━━ MATERIAL PROVIDED ━━
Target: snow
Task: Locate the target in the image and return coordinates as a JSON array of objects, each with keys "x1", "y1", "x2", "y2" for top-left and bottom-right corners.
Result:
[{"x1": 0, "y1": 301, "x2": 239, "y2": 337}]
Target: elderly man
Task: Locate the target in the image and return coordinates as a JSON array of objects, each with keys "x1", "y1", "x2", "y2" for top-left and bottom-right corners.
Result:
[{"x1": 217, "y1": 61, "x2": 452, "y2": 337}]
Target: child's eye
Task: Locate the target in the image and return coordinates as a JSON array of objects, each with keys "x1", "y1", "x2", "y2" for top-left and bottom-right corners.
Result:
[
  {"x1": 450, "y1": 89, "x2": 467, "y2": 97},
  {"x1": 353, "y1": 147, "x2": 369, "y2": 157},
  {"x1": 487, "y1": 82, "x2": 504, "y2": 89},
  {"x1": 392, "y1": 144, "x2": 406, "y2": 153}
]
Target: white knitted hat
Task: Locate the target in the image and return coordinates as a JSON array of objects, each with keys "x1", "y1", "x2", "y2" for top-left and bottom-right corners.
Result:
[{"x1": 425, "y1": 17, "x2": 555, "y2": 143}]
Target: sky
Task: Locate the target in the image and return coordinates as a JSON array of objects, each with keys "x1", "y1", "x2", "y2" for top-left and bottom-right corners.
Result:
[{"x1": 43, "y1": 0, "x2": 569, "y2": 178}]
━━━
REQUIRED TASK: Set out all of the lines above as a numbered list, omitting any blank lines.

TASK ANSWER:
1. Target: snow
2. Task: Locate the target in the image and return coordinates as a JSON array of objects, each with keys "x1", "y1", "x2", "y2" for top-left and bottom-right corners.
3. Result:
4. [{"x1": 0, "y1": 301, "x2": 239, "y2": 337}]
5. Target: elderly man
6. Task: Locate the target in the image and return coordinates as a JSON array of objects, each with keys "x1", "y1", "x2", "y2" for top-left and bottom-right corners.
7. Result:
8. [{"x1": 217, "y1": 61, "x2": 452, "y2": 337}]
9. Target: child's eye
10. Task: Locate the target in the image and return coordinates as a JSON array of objects, each with keys "x1", "y1", "x2", "y2" for top-left and bottom-right corners.
11. Result:
12. [
13.   {"x1": 450, "y1": 89, "x2": 467, "y2": 97},
14.   {"x1": 353, "y1": 147, "x2": 369, "y2": 157},
15.   {"x1": 487, "y1": 82, "x2": 504, "y2": 89},
16.   {"x1": 392, "y1": 144, "x2": 406, "y2": 153}
17. ]
18. Target: white knitted hat
19. Task: Locate the target in the image and return coordinates as a JSON array of objects, each with keys "x1", "y1", "x2", "y2" for top-left and bottom-right corners.
20. Result:
21. [{"x1": 425, "y1": 17, "x2": 555, "y2": 143}]
22. Target: sky
23. Task: Locate the target in the image and return coordinates as a JSON array of objects, each with keys "x1", "y1", "x2", "y2" for top-left and bottom-right corners.
24. Result:
25. [{"x1": 43, "y1": 0, "x2": 569, "y2": 178}]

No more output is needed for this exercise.